Copy the entries below word for word, leaving out the pictures.

·····

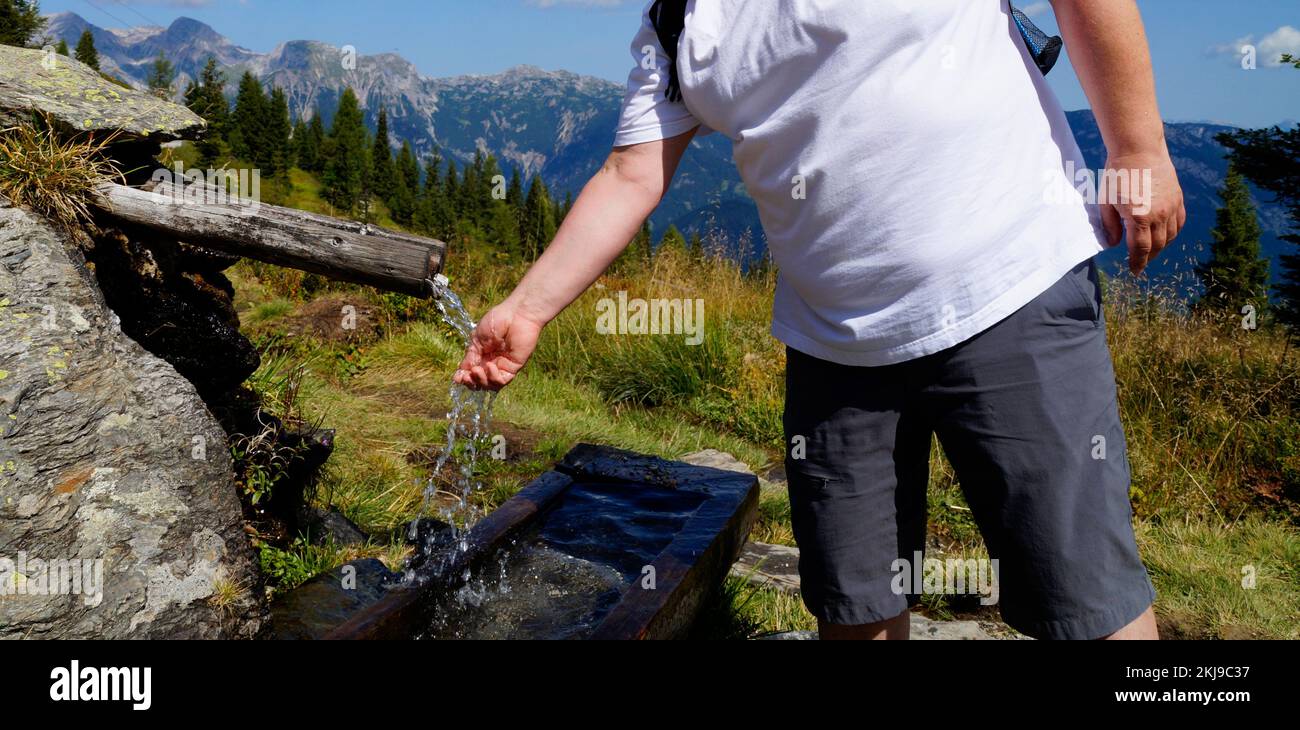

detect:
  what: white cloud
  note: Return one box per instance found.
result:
[1212,26,1300,68]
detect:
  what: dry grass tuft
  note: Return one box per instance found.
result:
[0,118,122,227]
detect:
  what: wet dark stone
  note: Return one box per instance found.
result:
[270,557,402,639]
[86,231,260,403]
[267,423,342,524]
[402,517,456,568]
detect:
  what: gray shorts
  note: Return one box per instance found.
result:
[785,260,1156,639]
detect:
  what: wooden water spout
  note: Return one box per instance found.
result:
[95,182,447,297]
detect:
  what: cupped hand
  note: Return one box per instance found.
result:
[452,304,542,391]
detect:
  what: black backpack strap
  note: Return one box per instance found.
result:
[650,0,686,101]
[1008,4,1061,75]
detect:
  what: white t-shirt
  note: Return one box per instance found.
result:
[614,0,1105,365]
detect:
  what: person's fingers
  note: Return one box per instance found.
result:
[1125,218,1151,274]
[1147,221,1169,262]
[1165,212,1183,247]
[1101,203,1125,245]
[484,361,512,390]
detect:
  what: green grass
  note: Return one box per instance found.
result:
[231,164,1300,638]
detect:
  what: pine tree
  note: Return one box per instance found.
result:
[555,191,573,225]
[1196,165,1269,310]
[257,86,294,175]
[506,168,524,217]
[185,56,230,165]
[371,109,397,201]
[226,71,267,165]
[519,174,555,260]
[75,29,99,71]
[442,160,460,224]
[321,87,369,213]
[294,109,325,173]
[394,140,420,195]
[146,51,176,99]
[0,0,45,46]
[424,151,452,238]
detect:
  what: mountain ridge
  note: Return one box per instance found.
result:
[47,12,1288,273]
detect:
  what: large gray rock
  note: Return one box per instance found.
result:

·····

== SOLUTION ==
detect:
  what: white cloud
  note: Return one box per instance found.
result:
[1212,26,1300,68]
detect:
  what: dry grass tuft
  note: Return one box per instance found.
result:
[0,118,122,227]
detect:
  what: wet dark stone
  note: Return one box per instance found.
result:
[270,557,402,639]
[86,231,260,403]
[267,423,342,524]
[402,517,456,568]
detect:
  what: gray shorts
  note: Return one box per instance found.
result:
[785,260,1156,639]
detect:
  what: wooden water spout
  note: Return one box per instance found.
result:
[95,182,447,297]
detect:
  what: cupped hand
  note: Return one box per instance found.
result:
[452,304,542,391]
detect:
  what: black backpack strap
  note: Return one box per instance found.
result:
[650,0,686,101]
[1008,4,1061,75]
detect:
  what: white t-shirt
  note: Return one box per instance found.
result:
[614,0,1105,365]
detect:
  what: person's fingers
  note: Return one box per instance found.
result:
[1125,218,1151,274]
[1147,221,1169,262]
[1165,212,1183,247]
[1101,203,1125,245]
[484,361,512,390]
detect:
  what: green grass
  note: Return one box per instance found.
result:
[231,164,1300,638]
detect:
  what: pine tree
  note: Return one box per instance found.
result:
[555,191,573,225]
[1196,165,1269,310]
[257,86,294,175]
[506,168,524,217]
[185,56,230,165]
[371,109,397,201]
[226,71,267,165]
[519,174,555,260]
[75,29,99,71]
[442,160,460,224]
[321,87,369,213]
[294,109,325,173]
[394,140,420,195]
[146,51,176,99]
[0,0,45,46]
[424,151,452,238]
detect:
  what: mountain ridge
  note: Return one box per instance found.
result:
[47,12,1288,273]
detect:
  what: large gray rock
  note: Return one box per instance found.
result:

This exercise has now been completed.